---------- TEXT BLOCK ----------
Who is Involved in the Exit Planning Strategy?

A successful exit plan needs a team. Your client’s entire leadership or upper-level management team should be involved. You must carefully involve other members of the management team in the transaction. Upper-level management will most likely be needed during interviews with potential buyers to continue the company’s performance and assist in a smooth management transition.

As you work through your client’s exit, they will need to lean on other advisors working in the exit planning and transaction spaces (attorney, CPA, wealth manager, consultant) to guide the process. The size of the team needed for your client’s exit and the transaction depends on the company’s size. For instance, an exit plan for a larger middle-market company may require the services of a tax attorney, an estate planning attorney, a benefits attorney, a business attorney, and even an employment law attorney for legal counsel. Specialists and other professionals on the advisory team could include ten or more different types of professionals.

A multi-disciplined approach helps specialist advisors support a holistic view of the exit planning effort as they make recommendations relevant to their fields of expertise and execute them. When the individual team members perform well, the team performs well, and ultimately, your client will achieve their desired exit goals.

How Do You Fit in Your Client’s Exit Plan?

For your clients, planning their exit involves determining their ideal target value, how they plan on reaching their target value, the exit strategy they would like to implement, and how to exit successfully. Many small businesses and lower middle market owners fail to plan for an exit, resulting in missed value creation opportunities and less than optimal exits. As your client’s advisor, it is important to assist them along this journey and provide guidance. However, the first step in doing so is understanding that exit planning is more than de-risking the business.

Is Your Client Ready for an Exit?
---------- RECORD EXCERPTS ----------
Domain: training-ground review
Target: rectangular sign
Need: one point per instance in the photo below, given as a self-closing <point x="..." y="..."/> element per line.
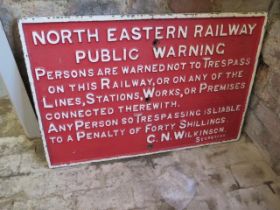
<point x="110" y="87"/>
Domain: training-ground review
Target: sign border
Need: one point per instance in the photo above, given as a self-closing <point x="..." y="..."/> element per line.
<point x="102" y="18"/>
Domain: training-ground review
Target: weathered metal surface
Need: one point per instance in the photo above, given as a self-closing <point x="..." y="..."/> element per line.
<point x="110" y="87"/>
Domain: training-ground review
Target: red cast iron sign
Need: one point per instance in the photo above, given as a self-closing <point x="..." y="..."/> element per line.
<point x="120" y="86"/>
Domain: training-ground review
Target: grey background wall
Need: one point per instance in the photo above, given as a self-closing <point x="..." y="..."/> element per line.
<point x="263" y="117"/>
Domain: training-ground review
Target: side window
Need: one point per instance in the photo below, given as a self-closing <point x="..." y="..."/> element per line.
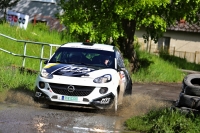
<point x="120" y="61"/>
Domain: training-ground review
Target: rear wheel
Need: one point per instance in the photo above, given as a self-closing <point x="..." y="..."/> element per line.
<point x="116" y="103"/>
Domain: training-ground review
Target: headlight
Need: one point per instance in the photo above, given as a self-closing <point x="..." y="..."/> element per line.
<point x="103" y="79"/>
<point x="45" y="74"/>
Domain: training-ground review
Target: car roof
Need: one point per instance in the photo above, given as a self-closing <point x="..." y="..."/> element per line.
<point x="87" y="45"/>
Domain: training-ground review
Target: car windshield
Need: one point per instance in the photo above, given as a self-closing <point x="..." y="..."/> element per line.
<point x="90" y="57"/>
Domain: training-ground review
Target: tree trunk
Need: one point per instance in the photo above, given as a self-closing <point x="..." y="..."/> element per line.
<point x="126" y="43"/>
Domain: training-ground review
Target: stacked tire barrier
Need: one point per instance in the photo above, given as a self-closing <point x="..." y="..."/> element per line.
<point x="189" y="98"/>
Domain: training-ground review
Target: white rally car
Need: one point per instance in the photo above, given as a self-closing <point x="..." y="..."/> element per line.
<point x="84" y="74"/>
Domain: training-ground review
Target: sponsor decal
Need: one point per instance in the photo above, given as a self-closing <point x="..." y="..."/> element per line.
<point x="105" y="100"/>
<point x="50" y="65"/>
<point x="67" y="70"/>
<point x="38" y="94"/>
<point x="18" y="19"/>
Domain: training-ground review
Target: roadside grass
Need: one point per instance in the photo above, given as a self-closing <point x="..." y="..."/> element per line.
<point x="152" y="69"/>
<point x="37" y="33"/>
<point x="164" y="120"/>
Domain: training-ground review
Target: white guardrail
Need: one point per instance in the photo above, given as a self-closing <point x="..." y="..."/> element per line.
<point x="27" y="56"/>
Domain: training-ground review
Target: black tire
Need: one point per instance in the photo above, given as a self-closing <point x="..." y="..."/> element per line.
<point x="192" y="90"/>
<point x="187" y="101"/>
<point x="128" y="90"/>
<point x="191" y="80"/>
----------
#### [THE REQUEST]
Reproduce the stretch of the exit planning text from "Who is Involved" through "smooth management transition.".

#### [RIGHT ANSWER]
Who is Involved in the Exit Planning Strategy?

A successful exit plan needs a team. Your client’s entire leadership or upper-level management team should be involved. You must carefully involve other members of the management team in the transaction. Upper-level management will most likely be needed during interviews with potential buyers to continue the company’s performance and assist in a smooth management transition.